Exercise instructions: Only one stretch of the records below should be repeated. It starts with the line containing "Target: flower arrangement" and goes on through the line containing "the concrete slab", exactly as written.

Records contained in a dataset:
# # # # # # #

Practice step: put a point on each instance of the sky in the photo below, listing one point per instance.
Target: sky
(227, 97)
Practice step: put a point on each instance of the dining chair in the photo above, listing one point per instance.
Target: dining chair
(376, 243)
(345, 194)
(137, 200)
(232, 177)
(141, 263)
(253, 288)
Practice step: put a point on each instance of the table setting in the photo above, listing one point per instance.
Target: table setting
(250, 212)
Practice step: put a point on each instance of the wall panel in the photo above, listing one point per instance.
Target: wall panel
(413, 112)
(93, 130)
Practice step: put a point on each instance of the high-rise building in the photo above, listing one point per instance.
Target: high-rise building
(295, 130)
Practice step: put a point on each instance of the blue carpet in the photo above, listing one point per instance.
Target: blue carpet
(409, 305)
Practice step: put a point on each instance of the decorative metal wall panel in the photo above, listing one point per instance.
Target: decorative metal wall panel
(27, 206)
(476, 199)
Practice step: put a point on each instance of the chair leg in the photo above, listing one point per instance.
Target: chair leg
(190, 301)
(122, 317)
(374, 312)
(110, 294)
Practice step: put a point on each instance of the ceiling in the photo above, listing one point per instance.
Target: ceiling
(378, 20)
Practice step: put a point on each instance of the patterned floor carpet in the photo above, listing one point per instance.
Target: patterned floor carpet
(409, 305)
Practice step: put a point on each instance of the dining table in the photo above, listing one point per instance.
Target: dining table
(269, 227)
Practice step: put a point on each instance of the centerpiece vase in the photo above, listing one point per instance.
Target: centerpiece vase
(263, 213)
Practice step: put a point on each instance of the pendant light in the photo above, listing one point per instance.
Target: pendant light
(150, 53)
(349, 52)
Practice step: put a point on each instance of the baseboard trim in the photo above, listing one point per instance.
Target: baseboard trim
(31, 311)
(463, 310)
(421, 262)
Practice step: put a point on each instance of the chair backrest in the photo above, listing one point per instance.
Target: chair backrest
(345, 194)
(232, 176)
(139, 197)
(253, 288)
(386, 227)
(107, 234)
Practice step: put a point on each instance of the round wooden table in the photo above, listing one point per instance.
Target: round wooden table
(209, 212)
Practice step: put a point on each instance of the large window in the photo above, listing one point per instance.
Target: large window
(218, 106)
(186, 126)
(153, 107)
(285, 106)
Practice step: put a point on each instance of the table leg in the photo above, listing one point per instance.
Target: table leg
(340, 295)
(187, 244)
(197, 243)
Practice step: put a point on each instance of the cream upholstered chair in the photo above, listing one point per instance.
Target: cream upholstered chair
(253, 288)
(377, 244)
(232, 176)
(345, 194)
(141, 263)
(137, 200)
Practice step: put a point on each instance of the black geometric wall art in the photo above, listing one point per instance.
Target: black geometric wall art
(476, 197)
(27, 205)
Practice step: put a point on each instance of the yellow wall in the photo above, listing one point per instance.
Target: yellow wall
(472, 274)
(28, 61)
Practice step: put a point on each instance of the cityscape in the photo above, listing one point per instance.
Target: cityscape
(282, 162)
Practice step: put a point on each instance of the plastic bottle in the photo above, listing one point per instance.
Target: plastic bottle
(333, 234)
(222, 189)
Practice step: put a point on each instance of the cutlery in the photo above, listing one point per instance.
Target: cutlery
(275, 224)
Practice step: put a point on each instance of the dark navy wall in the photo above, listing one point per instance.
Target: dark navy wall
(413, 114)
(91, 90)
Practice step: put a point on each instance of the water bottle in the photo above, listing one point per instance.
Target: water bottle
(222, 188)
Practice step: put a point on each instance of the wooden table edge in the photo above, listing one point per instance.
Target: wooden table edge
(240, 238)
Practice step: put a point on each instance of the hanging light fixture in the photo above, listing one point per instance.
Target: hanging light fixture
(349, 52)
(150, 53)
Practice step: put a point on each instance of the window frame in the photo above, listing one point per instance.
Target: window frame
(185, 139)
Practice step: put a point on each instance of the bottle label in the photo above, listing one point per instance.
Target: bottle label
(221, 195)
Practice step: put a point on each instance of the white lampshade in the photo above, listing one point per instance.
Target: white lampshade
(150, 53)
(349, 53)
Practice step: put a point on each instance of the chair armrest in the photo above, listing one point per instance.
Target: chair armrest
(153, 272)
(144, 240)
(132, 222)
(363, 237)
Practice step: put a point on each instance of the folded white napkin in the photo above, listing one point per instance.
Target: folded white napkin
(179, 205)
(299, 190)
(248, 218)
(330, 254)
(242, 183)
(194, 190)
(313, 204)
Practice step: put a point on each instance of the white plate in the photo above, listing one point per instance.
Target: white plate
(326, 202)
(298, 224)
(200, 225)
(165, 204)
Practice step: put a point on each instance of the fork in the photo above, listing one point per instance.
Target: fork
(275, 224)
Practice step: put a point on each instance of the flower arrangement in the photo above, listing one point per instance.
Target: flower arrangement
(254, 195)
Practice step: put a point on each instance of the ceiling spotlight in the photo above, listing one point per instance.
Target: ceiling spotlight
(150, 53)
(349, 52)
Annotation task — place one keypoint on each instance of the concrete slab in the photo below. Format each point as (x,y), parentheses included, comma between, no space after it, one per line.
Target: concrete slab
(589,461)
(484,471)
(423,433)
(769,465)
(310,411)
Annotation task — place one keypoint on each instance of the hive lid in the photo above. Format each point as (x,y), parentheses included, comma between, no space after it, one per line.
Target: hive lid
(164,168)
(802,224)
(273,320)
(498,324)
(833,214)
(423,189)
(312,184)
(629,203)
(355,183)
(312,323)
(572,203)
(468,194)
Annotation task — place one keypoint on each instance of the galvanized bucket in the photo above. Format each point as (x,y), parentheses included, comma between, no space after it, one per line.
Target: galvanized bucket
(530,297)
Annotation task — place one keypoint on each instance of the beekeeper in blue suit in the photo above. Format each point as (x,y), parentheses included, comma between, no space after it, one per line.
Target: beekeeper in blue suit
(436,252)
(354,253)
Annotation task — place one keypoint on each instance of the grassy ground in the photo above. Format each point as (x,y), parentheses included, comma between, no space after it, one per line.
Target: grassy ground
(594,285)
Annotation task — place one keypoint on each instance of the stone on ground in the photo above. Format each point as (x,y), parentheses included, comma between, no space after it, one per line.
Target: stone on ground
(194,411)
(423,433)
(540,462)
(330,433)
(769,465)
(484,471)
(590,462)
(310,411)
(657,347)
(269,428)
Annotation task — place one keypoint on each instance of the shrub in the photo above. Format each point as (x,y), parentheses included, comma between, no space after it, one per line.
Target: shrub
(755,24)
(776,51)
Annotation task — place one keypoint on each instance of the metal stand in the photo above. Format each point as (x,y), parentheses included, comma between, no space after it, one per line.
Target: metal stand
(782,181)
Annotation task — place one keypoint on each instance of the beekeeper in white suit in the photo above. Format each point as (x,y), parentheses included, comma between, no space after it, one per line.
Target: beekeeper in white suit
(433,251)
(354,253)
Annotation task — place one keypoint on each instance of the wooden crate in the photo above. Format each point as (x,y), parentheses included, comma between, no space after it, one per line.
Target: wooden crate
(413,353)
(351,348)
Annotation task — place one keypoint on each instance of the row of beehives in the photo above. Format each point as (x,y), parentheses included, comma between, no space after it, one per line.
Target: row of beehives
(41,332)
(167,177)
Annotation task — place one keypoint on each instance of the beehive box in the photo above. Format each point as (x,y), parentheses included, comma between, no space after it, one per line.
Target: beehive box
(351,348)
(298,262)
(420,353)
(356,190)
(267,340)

# # # # # # #

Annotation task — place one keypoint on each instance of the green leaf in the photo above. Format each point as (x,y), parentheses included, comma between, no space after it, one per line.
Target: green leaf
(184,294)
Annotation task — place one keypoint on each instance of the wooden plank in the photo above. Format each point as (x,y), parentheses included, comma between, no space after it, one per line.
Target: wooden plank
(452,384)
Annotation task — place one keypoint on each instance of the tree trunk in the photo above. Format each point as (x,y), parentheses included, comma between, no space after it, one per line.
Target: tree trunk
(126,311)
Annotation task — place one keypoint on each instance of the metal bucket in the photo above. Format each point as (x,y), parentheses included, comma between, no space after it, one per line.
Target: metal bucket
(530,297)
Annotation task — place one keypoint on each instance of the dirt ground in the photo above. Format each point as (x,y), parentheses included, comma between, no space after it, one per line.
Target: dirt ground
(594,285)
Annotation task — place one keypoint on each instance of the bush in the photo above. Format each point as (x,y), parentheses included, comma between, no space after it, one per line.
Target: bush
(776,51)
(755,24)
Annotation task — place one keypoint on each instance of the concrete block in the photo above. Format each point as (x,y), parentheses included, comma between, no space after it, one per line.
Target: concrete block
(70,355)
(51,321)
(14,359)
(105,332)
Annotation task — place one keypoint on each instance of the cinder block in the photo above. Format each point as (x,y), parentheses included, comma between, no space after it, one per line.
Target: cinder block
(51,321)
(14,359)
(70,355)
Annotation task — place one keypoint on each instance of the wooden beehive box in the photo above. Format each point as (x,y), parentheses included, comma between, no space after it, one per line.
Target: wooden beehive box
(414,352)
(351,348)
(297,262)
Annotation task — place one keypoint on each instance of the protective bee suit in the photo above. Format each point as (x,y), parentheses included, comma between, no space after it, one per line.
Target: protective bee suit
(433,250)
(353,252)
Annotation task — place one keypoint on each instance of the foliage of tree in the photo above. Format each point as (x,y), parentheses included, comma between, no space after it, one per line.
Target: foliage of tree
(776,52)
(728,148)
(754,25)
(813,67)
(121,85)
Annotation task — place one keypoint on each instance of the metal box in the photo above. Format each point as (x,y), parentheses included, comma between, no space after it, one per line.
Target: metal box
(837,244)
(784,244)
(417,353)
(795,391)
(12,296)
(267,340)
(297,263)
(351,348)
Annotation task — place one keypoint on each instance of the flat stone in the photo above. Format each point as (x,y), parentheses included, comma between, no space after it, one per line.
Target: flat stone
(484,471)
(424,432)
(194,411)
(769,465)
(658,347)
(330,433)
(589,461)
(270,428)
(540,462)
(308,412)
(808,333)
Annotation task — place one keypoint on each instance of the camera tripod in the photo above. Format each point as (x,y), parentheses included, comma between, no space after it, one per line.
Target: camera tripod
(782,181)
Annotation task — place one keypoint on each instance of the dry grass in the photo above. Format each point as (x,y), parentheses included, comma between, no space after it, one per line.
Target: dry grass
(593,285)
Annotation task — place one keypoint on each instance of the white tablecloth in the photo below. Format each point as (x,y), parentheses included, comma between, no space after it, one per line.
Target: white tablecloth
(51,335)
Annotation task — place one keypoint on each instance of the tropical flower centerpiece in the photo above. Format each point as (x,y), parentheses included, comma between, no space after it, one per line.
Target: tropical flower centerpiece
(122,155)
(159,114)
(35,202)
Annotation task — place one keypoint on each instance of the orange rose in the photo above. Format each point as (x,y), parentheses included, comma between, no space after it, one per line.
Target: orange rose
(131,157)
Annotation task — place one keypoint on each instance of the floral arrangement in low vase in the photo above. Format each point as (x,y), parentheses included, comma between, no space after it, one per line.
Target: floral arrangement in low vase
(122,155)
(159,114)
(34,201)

# # # # # # #

Solution for this exercise:
Target: flower arrangement
(254, 195)
Practice step: put a point on each instance of the ceiling spotlight in the photo above, listing one point per instance.
Target: ceiling spotlight
(150, 53)
(349, 52)
Annotation task — place one keypoint on each instance of the concrete slab in the photo below. Format each point as (x,y), parentheses included, comma between, no space after it, one per line.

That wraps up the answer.